Dataset entries:
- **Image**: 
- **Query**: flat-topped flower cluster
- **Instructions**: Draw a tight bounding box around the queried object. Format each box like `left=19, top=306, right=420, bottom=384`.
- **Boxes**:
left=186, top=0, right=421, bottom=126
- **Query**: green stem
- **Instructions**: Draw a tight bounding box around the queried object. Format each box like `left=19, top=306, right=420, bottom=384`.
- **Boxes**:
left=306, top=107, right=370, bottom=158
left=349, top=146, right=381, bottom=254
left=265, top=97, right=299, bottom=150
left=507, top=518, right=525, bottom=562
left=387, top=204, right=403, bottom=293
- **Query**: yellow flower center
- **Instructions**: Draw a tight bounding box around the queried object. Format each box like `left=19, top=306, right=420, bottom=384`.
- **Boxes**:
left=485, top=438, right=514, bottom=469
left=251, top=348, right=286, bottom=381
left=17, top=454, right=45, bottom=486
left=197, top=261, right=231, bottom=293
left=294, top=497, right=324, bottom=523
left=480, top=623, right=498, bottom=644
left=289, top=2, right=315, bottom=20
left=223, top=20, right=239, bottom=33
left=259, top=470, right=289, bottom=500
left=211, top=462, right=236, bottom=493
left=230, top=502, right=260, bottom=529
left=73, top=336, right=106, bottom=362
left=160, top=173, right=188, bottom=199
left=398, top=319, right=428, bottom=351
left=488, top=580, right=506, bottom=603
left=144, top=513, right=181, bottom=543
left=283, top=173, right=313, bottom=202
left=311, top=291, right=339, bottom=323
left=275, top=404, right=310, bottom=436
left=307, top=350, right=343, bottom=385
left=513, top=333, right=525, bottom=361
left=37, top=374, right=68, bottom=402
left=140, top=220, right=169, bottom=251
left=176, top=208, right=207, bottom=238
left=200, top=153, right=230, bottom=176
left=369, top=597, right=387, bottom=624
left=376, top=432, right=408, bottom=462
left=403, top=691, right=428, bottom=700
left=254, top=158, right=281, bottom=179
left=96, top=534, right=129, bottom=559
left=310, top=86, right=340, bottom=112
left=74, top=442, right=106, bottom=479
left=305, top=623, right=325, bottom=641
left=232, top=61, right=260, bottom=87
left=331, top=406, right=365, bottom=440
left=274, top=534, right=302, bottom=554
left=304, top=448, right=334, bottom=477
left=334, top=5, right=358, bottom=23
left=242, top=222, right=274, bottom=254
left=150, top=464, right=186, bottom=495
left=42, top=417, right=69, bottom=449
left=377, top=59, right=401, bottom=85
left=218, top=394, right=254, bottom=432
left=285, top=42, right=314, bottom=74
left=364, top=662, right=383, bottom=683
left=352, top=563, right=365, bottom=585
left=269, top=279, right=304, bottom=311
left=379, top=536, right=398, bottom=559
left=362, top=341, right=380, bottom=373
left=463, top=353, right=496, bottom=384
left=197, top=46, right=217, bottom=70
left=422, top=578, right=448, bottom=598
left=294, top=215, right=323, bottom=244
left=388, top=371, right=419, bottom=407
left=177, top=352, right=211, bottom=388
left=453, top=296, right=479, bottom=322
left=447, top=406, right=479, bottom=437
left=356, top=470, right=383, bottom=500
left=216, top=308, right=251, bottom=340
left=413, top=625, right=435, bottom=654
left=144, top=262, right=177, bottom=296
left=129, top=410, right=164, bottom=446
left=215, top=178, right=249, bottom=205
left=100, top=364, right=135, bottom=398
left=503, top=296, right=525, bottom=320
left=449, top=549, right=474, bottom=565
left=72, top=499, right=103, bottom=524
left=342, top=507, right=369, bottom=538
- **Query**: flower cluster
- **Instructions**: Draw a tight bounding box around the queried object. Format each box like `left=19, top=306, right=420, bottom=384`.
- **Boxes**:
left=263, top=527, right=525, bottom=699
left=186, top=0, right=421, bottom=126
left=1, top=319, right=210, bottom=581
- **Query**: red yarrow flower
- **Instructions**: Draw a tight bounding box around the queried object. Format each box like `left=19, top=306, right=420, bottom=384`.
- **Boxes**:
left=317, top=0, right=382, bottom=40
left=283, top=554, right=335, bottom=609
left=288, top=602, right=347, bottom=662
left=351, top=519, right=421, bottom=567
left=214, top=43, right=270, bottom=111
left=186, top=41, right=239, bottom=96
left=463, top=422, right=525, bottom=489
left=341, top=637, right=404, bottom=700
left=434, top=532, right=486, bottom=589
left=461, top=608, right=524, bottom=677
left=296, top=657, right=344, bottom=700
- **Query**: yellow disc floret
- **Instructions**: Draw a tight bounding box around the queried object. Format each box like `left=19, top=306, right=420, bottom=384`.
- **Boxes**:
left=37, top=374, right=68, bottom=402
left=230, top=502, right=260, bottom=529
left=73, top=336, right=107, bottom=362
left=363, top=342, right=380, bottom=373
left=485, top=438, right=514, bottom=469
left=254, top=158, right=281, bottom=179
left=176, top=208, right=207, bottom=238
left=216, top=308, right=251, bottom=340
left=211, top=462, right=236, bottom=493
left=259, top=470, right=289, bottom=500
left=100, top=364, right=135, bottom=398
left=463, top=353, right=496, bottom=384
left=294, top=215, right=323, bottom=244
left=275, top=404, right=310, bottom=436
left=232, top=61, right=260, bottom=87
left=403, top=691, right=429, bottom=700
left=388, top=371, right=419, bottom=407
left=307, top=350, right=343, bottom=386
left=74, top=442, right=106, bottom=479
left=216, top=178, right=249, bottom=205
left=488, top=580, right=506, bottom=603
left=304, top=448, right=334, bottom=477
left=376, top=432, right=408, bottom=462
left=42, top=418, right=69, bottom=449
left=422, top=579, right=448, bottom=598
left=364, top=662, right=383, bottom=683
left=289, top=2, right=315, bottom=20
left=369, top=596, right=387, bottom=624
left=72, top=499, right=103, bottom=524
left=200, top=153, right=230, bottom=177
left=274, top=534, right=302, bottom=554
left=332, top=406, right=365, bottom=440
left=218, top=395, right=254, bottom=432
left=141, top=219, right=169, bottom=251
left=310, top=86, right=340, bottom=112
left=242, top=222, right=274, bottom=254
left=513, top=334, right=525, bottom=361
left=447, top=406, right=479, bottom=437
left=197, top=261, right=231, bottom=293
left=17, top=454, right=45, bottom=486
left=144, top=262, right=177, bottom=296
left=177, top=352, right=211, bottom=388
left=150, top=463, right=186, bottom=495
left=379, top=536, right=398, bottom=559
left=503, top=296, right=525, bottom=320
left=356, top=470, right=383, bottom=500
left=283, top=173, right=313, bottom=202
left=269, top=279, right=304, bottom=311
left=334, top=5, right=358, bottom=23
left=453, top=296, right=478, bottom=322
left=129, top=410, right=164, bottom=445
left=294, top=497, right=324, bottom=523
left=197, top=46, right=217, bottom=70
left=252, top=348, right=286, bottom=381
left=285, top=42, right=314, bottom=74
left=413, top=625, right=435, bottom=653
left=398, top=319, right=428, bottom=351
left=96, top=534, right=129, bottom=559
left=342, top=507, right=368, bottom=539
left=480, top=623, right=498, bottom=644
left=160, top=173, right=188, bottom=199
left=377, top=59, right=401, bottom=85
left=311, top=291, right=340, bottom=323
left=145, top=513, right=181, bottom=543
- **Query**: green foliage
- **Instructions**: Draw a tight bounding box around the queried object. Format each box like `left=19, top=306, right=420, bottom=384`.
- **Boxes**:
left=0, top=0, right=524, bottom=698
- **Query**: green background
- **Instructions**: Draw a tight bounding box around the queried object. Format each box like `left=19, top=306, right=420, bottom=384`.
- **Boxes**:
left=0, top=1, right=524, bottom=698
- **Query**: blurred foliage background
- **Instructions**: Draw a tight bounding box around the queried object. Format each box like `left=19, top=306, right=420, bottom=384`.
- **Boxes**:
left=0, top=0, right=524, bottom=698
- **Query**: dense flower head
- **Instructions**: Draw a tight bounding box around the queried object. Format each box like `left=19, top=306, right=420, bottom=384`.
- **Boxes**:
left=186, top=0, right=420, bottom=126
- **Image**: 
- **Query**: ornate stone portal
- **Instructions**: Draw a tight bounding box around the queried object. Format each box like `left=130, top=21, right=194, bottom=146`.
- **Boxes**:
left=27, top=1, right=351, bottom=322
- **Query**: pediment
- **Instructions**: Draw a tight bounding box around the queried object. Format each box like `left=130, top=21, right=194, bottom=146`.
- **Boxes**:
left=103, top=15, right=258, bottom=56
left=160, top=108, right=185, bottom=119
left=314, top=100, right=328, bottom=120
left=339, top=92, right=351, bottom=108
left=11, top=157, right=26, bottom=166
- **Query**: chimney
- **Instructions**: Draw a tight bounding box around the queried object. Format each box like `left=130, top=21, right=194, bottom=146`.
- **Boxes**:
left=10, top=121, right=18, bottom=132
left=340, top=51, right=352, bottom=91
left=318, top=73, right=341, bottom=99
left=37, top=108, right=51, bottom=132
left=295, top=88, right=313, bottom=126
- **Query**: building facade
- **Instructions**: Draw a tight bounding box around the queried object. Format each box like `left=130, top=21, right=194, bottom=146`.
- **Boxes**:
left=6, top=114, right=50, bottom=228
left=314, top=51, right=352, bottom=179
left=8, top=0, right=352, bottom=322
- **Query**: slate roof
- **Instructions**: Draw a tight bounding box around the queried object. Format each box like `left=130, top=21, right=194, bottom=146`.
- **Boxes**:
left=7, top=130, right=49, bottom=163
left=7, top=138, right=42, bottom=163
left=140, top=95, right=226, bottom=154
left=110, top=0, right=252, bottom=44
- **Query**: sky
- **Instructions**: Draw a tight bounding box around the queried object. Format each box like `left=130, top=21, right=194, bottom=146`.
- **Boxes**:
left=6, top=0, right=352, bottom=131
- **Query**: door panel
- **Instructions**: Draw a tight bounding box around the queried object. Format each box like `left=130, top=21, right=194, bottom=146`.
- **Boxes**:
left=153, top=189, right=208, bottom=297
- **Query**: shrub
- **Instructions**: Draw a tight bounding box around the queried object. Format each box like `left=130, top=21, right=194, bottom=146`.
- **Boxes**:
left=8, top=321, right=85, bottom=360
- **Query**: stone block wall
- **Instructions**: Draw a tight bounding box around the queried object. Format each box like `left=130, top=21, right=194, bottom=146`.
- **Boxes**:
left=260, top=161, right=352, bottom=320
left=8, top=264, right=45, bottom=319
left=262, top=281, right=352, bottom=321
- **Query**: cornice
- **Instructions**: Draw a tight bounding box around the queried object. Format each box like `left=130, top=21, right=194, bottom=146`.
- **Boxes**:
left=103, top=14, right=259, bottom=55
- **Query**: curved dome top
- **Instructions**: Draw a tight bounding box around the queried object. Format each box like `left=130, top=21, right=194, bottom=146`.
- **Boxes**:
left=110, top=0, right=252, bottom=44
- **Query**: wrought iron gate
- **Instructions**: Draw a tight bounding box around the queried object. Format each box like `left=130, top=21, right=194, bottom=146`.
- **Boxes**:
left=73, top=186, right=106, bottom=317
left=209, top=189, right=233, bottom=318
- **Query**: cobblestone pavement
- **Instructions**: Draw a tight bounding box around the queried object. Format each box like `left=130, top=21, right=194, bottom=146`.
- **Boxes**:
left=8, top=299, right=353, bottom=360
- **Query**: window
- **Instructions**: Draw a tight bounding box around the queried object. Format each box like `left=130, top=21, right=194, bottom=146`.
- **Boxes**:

Problem to solve
Copy from the entries above each line in which the string "cluster" can be found.

Answer to the exercise
- **Query**: flat-topped flower cluster
- **Query**: flower cluster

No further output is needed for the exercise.